[Text provided — start]

Seven independent lines of evidence — every one measured in PDF, the document format that exposes its own object graph. The same assumption lives unmeasured under search, e-discovery, AI ingestion and compliance.

The argument, in five layers

Read top to bottom and the case builds from first principles to field measurement: what a PDF is, the one property it lacks, the four mechanisms that exploit the gap, the prevalence at scale, and a real-world application. Each study stands alone — together they define the discipline.

Layer I

Foundational framing — what a PDF actually is

Before any attack, a reset of first principles. A PDF is not the document; it is a rendering program over an object graph. Separate the file from the document and the central illusion collapses: identical bytes, an unbroken hash, even a valid signature say something about a container — not about what any given system will read as truth.

🪞

The Illusion of Immutability Newest

Finding — A PDF separates what you see from what the machine reads — a glyph drawn "9" can extract "1", and a valid signature certifies it anyway.

How Reality Drift weaponises the gap between page and payload against legal integrity and AI ingestion: font-encoding remap, V/AP divergence under a valid signature, orphaned-object provenance, parser disagreement — diagrammed and measured across three corpora.

Reality driftV/AP divergenceOrphaned objectsRAG / AI ingestion

Read the study →

Layer II

The unifying theory — one root cause

Every failure mode below is a symptom of a single structural fact. PDF was engineered to guarantee visual fidelity — that a page looks the same everywhere. It never promised semantic determinism: that every extractor reads the same meaning. This is the keystone that ties the threads together.

🧩

The PDF Semantic Determinism Problem

Finding — Parser disagreement, V/AP divergence, AI-ingestion failure and reality drift converge on one root cause: PDF guarantees pixels, not a single meaning.

The framework that names the property — stable cross-extractor semantics under real pipelines — explains why a format built for visual fidelity has no canonical machine-readable interpretation, and sets out what an actual fix would require.

[Text provided — finish]
[Data provided — start]

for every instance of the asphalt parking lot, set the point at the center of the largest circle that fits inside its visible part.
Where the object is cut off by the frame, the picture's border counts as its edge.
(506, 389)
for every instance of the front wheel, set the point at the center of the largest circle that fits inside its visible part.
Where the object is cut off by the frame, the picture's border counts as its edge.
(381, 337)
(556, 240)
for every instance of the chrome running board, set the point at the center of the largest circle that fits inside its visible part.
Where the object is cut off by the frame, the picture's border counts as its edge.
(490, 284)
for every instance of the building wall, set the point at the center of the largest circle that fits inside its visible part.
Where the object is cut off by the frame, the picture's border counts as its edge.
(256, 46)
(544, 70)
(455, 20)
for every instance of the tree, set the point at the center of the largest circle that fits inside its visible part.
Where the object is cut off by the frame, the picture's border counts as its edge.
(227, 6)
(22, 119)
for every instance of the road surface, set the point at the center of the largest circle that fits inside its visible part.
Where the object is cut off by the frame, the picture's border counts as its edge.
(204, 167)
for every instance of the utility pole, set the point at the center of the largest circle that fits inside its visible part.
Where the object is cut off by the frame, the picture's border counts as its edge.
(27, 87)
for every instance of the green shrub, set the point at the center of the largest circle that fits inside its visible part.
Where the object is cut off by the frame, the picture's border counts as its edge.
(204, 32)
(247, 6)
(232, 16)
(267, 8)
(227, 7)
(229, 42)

[Data provided — finish]
[Data provided — start]

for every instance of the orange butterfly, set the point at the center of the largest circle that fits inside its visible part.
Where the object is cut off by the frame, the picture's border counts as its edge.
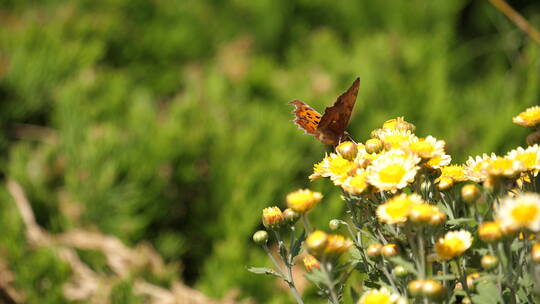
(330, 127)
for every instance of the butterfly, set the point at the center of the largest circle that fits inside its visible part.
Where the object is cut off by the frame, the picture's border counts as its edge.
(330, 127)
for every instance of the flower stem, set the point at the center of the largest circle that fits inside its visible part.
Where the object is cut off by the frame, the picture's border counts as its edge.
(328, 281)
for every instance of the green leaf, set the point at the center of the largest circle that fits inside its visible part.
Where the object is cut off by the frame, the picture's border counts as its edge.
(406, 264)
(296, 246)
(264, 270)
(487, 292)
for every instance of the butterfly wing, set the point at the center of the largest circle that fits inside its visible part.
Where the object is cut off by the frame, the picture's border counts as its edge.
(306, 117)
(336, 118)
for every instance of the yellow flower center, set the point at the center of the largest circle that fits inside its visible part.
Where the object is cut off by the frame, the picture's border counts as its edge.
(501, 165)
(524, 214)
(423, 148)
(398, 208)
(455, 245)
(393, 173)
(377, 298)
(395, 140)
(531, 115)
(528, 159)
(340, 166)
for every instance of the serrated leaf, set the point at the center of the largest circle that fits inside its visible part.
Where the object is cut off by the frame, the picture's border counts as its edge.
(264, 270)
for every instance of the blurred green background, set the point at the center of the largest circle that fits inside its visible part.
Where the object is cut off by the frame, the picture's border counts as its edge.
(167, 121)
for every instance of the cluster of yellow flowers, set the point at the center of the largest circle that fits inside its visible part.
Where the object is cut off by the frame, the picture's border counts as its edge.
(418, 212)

[Data provided — finish]
[Data provided — start]

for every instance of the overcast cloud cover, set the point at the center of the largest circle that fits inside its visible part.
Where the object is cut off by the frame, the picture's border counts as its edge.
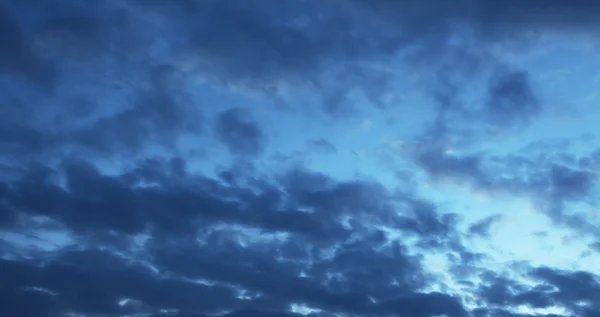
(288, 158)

[Data provided — finish]

In the text on PDF semantics, give the passage starting at "How Reality Drift" and ending at "the threads together." again, switching "keystone" to "linchpin".

→ **Task answer**:
How Reality Drift weaponises the gap between page and payload against legal integrity and AI ingestion: font-encoding remap, V/AP divergence under a valid signature, orphaned-object provenance, parser disagreement — diagrammed and measured across three corpora.

Reality driftV/AP divergenceOrphaned objectsRAG / AI ingestion

Read the study →

Layer II

The unifying theory — one root cause

Every failure mode below is a symptom of a single structural fact. PDF was engineered to guarantee visual fidelity — that a page looks the same everywhere. It never promised semantic determinism: that every extractor reads the same meaning. This is the linchpin that ties the threads together.